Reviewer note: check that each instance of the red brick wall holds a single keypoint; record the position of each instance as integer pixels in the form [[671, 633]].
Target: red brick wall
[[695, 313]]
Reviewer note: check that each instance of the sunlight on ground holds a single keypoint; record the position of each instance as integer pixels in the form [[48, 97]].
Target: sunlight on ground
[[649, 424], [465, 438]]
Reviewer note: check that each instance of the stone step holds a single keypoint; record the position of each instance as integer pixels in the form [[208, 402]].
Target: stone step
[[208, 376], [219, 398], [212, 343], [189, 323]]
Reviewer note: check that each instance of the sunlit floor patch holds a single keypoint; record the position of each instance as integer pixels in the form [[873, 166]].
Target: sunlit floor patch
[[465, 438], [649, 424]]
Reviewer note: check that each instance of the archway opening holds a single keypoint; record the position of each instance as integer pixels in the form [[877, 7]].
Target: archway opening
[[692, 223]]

★ ★ ★ ★

EXERCISE BRIEF:
Copy the material again, starting with the line containing "Reviewer note: check that each instance of the sunlight" and going on through the line containing "[[208, 376], [219, 398], [212, 343], [189, 323]]", both included. Keep every line in place, and shift each point coordinate in the answers by -61.

FULL RESPONSE:
Reviewer note: check that each instance of the sunlight on ground holds a single keypoint; record the position of each instance as integer pixels in the form [[48, 97]].
Target: sunlight on ground
[[588, 363], [404, 377]]
Reviewer note: check that each instance of the stone step holds a single keypoint; record the position of each instance as integer pixels in the form [[208, 402]].
Target: stone step
[[147, 315], [158, 337], [151, 282], [128, 262]]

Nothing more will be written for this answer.